**** DATA ROWS
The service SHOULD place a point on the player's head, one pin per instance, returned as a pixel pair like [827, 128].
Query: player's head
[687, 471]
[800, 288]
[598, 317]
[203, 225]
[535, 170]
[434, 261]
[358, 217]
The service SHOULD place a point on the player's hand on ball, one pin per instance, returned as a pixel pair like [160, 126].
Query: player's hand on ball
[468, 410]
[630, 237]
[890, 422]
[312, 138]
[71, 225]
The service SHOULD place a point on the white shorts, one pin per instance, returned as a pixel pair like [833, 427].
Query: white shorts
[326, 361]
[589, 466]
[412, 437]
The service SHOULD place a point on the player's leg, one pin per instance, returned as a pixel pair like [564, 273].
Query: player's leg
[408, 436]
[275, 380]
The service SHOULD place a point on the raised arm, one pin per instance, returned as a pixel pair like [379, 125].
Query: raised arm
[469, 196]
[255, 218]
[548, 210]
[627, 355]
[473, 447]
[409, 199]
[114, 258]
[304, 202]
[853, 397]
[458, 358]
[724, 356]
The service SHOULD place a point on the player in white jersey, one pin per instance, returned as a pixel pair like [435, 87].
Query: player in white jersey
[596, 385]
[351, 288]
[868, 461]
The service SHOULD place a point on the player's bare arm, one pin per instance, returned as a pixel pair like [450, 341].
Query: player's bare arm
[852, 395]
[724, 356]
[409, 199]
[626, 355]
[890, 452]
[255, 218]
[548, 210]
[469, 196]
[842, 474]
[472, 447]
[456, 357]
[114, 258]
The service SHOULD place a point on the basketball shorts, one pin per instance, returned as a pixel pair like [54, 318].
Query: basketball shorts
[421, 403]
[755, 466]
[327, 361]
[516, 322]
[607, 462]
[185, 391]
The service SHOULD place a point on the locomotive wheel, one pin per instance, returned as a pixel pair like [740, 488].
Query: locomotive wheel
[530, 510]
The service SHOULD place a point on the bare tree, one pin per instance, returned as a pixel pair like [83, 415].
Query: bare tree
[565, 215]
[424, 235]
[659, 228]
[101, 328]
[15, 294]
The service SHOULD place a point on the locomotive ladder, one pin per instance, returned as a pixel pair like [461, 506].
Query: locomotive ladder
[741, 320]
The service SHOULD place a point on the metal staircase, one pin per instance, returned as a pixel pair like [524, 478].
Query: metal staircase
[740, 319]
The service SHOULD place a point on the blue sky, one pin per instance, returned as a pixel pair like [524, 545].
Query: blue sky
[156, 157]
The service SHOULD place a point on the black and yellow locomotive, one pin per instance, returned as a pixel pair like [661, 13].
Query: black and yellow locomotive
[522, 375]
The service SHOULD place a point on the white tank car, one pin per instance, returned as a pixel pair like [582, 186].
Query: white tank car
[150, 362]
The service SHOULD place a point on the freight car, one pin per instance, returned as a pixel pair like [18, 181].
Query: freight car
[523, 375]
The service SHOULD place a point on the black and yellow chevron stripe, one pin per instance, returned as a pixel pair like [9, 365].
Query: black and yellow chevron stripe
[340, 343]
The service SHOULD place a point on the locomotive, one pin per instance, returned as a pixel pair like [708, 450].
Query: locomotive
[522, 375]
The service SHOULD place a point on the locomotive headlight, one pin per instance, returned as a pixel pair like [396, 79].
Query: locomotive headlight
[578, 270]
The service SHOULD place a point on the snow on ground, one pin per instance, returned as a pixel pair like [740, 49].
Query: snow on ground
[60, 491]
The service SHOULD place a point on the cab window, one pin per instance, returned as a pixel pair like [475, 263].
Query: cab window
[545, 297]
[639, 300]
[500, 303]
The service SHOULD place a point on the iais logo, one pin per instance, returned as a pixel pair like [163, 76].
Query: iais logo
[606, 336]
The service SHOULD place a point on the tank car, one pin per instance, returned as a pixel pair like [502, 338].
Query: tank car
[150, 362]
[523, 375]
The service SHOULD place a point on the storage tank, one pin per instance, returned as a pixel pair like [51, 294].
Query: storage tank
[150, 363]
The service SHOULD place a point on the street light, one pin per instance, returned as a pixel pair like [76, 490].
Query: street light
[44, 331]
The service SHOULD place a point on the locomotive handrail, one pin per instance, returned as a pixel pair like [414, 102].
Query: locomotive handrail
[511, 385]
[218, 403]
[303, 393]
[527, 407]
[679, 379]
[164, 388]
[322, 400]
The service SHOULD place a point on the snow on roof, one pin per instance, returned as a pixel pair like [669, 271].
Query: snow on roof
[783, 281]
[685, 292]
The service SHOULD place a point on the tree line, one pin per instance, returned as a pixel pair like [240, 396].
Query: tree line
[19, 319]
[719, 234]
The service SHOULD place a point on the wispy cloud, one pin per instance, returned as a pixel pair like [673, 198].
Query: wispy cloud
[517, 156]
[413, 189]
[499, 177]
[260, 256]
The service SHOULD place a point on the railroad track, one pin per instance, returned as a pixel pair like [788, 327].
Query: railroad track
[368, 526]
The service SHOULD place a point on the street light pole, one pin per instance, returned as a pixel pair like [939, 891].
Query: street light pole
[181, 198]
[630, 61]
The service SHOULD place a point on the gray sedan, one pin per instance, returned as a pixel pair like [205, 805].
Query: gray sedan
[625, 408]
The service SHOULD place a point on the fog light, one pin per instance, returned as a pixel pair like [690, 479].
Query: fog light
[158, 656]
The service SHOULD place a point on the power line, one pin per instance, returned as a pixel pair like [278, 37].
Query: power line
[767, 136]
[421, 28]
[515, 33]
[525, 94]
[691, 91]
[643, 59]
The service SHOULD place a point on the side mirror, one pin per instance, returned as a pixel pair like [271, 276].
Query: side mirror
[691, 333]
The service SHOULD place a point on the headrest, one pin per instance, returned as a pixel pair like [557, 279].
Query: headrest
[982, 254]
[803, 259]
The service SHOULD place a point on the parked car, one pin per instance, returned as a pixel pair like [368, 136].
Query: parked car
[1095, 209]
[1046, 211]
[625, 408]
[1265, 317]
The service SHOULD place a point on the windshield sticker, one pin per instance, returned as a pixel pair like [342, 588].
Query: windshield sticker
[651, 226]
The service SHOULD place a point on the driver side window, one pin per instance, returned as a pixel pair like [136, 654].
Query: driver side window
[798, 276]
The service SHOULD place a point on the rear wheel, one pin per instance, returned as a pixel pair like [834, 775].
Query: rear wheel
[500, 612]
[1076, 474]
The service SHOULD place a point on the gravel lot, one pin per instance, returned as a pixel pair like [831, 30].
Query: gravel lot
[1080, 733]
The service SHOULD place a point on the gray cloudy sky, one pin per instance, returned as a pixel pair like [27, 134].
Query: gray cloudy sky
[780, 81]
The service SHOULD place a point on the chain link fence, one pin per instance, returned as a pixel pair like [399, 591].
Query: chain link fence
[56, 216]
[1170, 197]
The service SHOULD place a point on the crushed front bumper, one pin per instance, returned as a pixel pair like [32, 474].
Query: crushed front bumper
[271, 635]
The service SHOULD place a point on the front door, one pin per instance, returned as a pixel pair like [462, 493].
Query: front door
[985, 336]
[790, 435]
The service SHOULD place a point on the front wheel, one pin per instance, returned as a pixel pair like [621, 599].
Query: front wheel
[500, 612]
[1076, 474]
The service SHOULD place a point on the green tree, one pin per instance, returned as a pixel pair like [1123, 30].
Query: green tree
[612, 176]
********
Your task is to return the full listing exactly as it was given.

The service SHOULD place a point on the player's head, one pin per instance, returned as a pixel pair like [827, 128].
Query: player's head
[687, 471]
[800, 288]
[598, 317]
[203, 225]
[535, 170]
[434, 261]
[358, 217]
The service SHOULD place a point on the player's hand on ball, one pin per instance, returned as a pixel pair like [160, 126].
Query: player's hand on ball
[468, 410]
[630, 237]
[890, 422]
[312, 138]
[71, 225]
The service SHOULD place a point on the white shorts, one pin per instance, returned as a pixel pair like [833, 427].
Query: white shorts
[326, 361]
[589, 466]
[412, 437]
The service SHOULD place a point on the player's leg, one pin per instance, returned as a pixel pair like [564, 273].
Query: player's leg
[408, 436]
[275, 380]
The service SHOULD place a point on the raised arm, one pin per instance, returned as a pixel pair like [379, 125].
Query: raised arm
[469, 196]
[255, 218]
[548, 210]
[627, 355]
[473, 447]
[409, 199]
[114, 258]
[304, 202]
[853, 397]
[458, 358]
[724, 356]
The service SHOULD place a point on the player in white jersey, one pin per instance, returned as a pixel pair like [435, 87].
Query: player in white jersey
[596, 385]
[351, 288]
[868, 461]
The service SHOULD place a point on the player's bare arm, one pin per instance, returned as a pixel pair like [450, 341].
Query: player's bare arm
[852, 395]
[724, 356]
[409, 199]
[626, 355]
[890, 452]
[255, 218]
[548, 210]
[469, 196]
[842, 474]
[472, 447]
[456, 357]
[114, 258]
The service SHOULD place a point on the basketball shorts, one pin per instance, returned as a pixel pair like [54, 318].
Query: basketball shorts
[421, 403]
[755, 466]
[327, 361]
[516, 322]
[607, 462]
[185, 391]
The service SHOULD place a point on the locomotive wheel, one pin per instance, returned as a pixel pair like [740, 488].
Query: locomotive wheel
[530, 510]
The service SHOULD place a point on the bare tree, one pin per instance, returned as a pixel pair like [83, 415].
Query: bare tree
[565, 215]
[424, 235]
[659, 228]
[101, 328]
[15, 294]
The service SHOULD place a point on the locomotive ladder, one pin per instance, returned as a pixel pair like [461, 506].
Query: locomotive ladder
[741, 320]
The service SHOULD place a point on the metal staircase, one pin per instance, returned as a pixel pair like [524, 478].
Query: metal staircase
[740, 319]
The service SHOULD place a point on the blue sky, one pin per instance, returned as a pixel pair like [524, 545].
Query: blue sky
[156, 157]
The service SHOULD place a point on the black and yellow locomotive, one pin per instance, returned as a pixel pair like [661, 13].
Query: black and yellow locomotive
[522, 375]
The service SHOULD place a point on the white tank car, one pin per instance, returned as a pixel pair like [582, 186].
Query: white tank car
[150, 362]
The service SHOULD place a point on the freight car, one pin per instance, returned as a pixel pair like [18, 181].
Query: freight car
[523, 375]
The service SHOULD place a point on the black and yellow chevron stripe, one pin per instance, returned as a pixel pair like [9, 365].
Query: black and yellow chevron stripe
[340, 343]
The service SHOULD place a point on the locomotive, one pin per instance, returned as a pixel pair like [708, 450].
Query: locomotive
[522, 375]
The service SHOULD place a point on the locomotive headlight, one pin per instance, returned as a pixel pair like [396, 79].
Query: locomotive headlight
[578, 270]
The service SHOULD place a point on the snow on ground, one pin per instance, returned as a pixel pair like [740, 49].
Query: snow on ground
[60, 491]
The service SHOULD place a point on the cab window, one pin per instance, returned as a pixel pair like [475, 263].
Query: cab window
[545, 297]
[639, 300]
[500, 303]
The service SHOULD place a point on the iais logo, one pin per instance, returned as a pixel pair like [163, 76].
Query: iais logo
[606, 336]
The service SHOULD place a point on the tank car, one pin per instance, returned as a pixel pair like [502, 338].
Query: tank car
[150, 362]
[523, 375]
The service SHOULD place a point on the storage tank, one pin per instance, returned as a pixel pair like [51, 294].
Query: storage tank
[150, 363]
The service SHOULD place a point on the street light, one pin per instance, returned as a pixel pair like [76, 490].
Query: street light
[44, 331]
The service SHOULD place a point on the locomotive handrail, one pin per instance, returned as a pixel pair like [414, 102].
Query: locomotive handrail
[511, 385]
[218, 403]
[303, 393]
[527, 407]
[679, 379]
[164, 388]
[322, 400]
The service SHOULD place a point on the snow on roof, one pin per instance, returned as a pixel pair like [669, 271].
Query: snow on roof
[783, 281]
[685, 292]
The service SHOULD place a point on the tree line, one pin per instance, returned as a pixel pair like [240, 396].
Query: tree line
[19, 319]
[719, 234]
The service SHOULD place a point on the wispy cloud, one pin per instance, returned as a pixel pair like [673, 198].
Query: wispy cloud
[517, 156]
[413, 189]
[499, 177]
[260, 256]
The service SHOULD place a point on the railroad track, one pin per instance, returned as a pixel pair like [788, 327].
Query: railroad track
[368, 526]
The service SHOULD place a point on the street light pole, one pin per instance, returned as a pixel pair like [939, 891].
Query: street light pole
[181, 198]
[630, 61]
The service SHOULD place a point on the gray sedan, one pin per instance, returned as a pixel pair like [205, 805].
Query: gray sedan
[625, 408]
The service SHOULD place a point on the fog light, one pin per instance, returned as a pixel pair like [690, 479].
Query: fog light
[158, 656]
The service SHOULD place a point on the power line, one pin per instance, returned as a pixel pair like [278, 37].
Query: power line
[767, 136]
[421, 28]
[515, 33]
[525, 94]
[691, 91]
[643, 59]
The service SHOULD place a point on the side mirror, one pin per instance, returned as a pixel pair like [271, 276].
Query: side mirror
[691, 333]
The service SHOULD place a point on the headrest, one pin per instance, returned as a pixel pair like [557, 279].
Query: headrest
[982, 254]
[803, 259]
The service SHOULD place a point on the parked car, one pin per instance, returned as a pixel pair like [368, 136].
Query: parked car
[1095, 209]
[1046, 211]
[625, 408]
[1265, 317]
The service SHOULD place a point on the windshield sticker, one pin per instance, returned as a pixel pair like [342, 588].
Query: windshield sticker
[651, 226]
The service SHOULD place a point on the driver side window, one pin per instance, returned as a pixel pair like [136, 654].
Query: driver side window
[798, 276]
The service SHOULD place a point on the rear wheel, one pin per instance, returned as a pixel pair like [834, 775].
Query: rear wheel
[500, 612]
[1076, 474]
The service SHOULD place a point on the gravel lot, one pin per instance, returned as a pixel pair like [831, 30].
Query: gravel lot
[1080, 733]
The service SHOULD place a point on the gray cloudy sky, one pin per instance, returned as a pixel pair like [27, 134].
Query: gray cloudy sky
[780, 81]
The service SHOULD place a point on the chain link fence, one pin per instance, returned as a pixel pair like [399, 591].
Query: chain link fence
[56, 216]
[1170, 197]
The service SHOULD place a point on the crushed front bumper, one pin per instance, returned as a pixel pair like [32, 474].
Query: crushed front bumper
[271, 635]
The service SHOULD place a point on the front door, one pin per instance, returned as a pixel pair like [462, 493].
Query: front door
[985, 336]
[790, 435]
The service SHOULD place a point on the front wheel, one pin per instance, returned as a pixel pair like [621, 599].
Query: front wheel
[500, 612]
[1076, 474]
The service SHOULD place a point on the green tree, one pin per instance, returned as a pixel pair like [1123, 30].
Query: green tree
[612, 176]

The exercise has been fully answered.